** Selected extract **

How hotels can improve their visibility in AI assistants

Why structured data and direct connectivity may become as important as traditional SEO

Jun 2, 2026

As travelers increasingly use AI assistants such as ChatGPT, Gemini, and Claude to research and plan trips, hotels are asking how they can improve their visibility within these platforms. The answer is more complex than traditional search engine optimization because AI assistants rely on multiple information layers when generating responses. Hotels need to think beyond rankings and focus on how their information is discovered, understood, and accessed by AI systems throughout the traveler journey.

Key takeaways

  • Three visibility layers exist: Hotels can appear through a model's existing knowledge, through web search results that assistants retrieve in real time, or through direct connections to live hotel systems and databases.
  • LLM visibility is difficult to control: AI models are trained periodically on large volumes of public information and are not updated in real time. Hotels can support visibility through strong brand presence, authoritative mentions, and consistent information across channels, but there is no direct way to influence how a model remembers a hotel.

** About this task **
Continue the article on hotel visibility in AI assistants from its last sentence, adding the remaining key takeaways in the same style.

** Dataset excerpt **
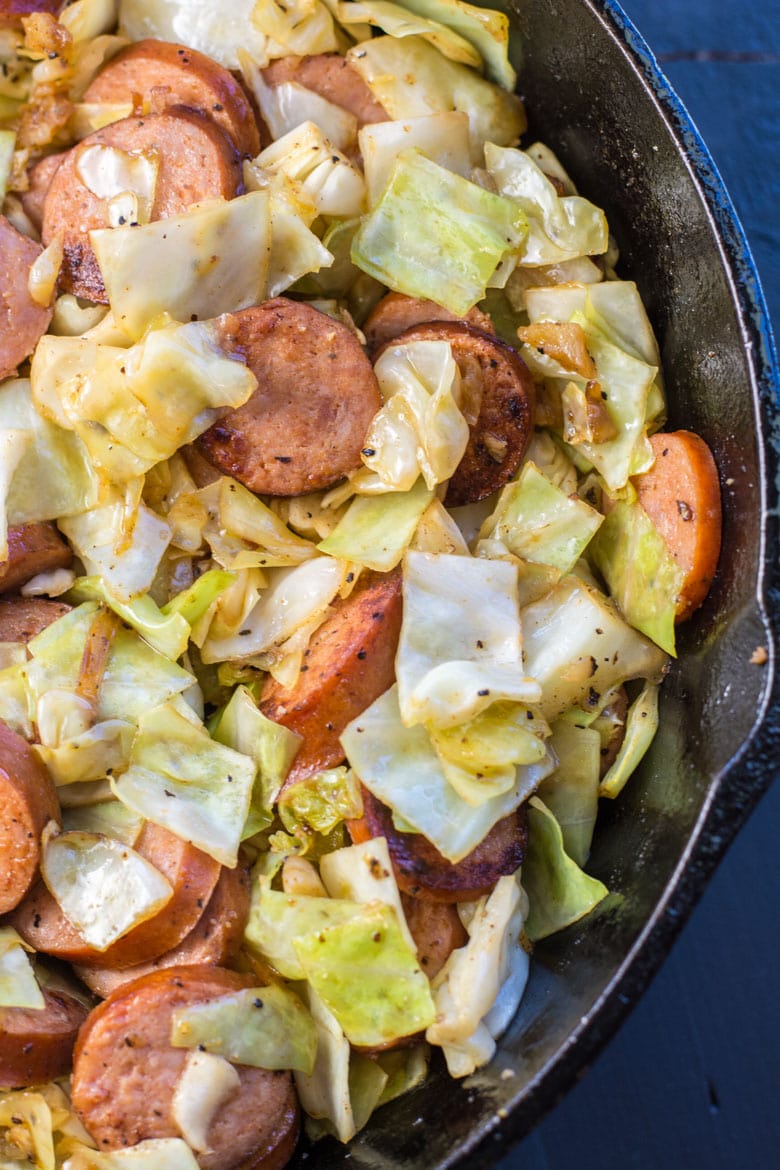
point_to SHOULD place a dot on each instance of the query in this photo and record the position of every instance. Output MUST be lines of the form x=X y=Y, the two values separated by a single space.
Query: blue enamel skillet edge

** Written response **
  • Traditional SEO remains important: When AI assistants perform web searches, they rely on websites, reviews, media coverage, and other online sources. Fast, crawlable websites with clear content and structured data remain critical for visibility.
  • Specific content outperforms generic marketing language: Hotels that clearly describe their location, amenities, audience, and experiences provide stronger signals to AI assistants than broad promotional statements. Detailed, descriptive content is easier for AI systems to match with traveler queries.
  • Real-time data is becoming a competitive advantage: When travelers ask about availability, rates, cancellation policies, or room features, AI assistants increasingly need access to live data rather than static web pages. This shifts importance toward connected booking systems and structured databases.
  • Hotels should prepare for AI-driven transactions: The article argues that future booking journeys may occur partly within AI assistants. If direct hotel channels are not connected to these ecosystems, OTAs may become the primary sources of inventory and booking information.
  • A single source of truth is essential: Hotels should organize rates, inventory, policies, and operational information into structured, queryable systems rather than scattered spreadsheets, PDFs, or disconnected databases. This will improve their ability to support AI-driven discovery and booking.
  • Visibility requirements change throughout the funnel: AI model knowledge plays a larger role during inspiration and discovery, while search visibility becomes more important during evaluation. As travelers move closer to booking, direct access to authoritative, real-time hotel data becomes increasingly critical.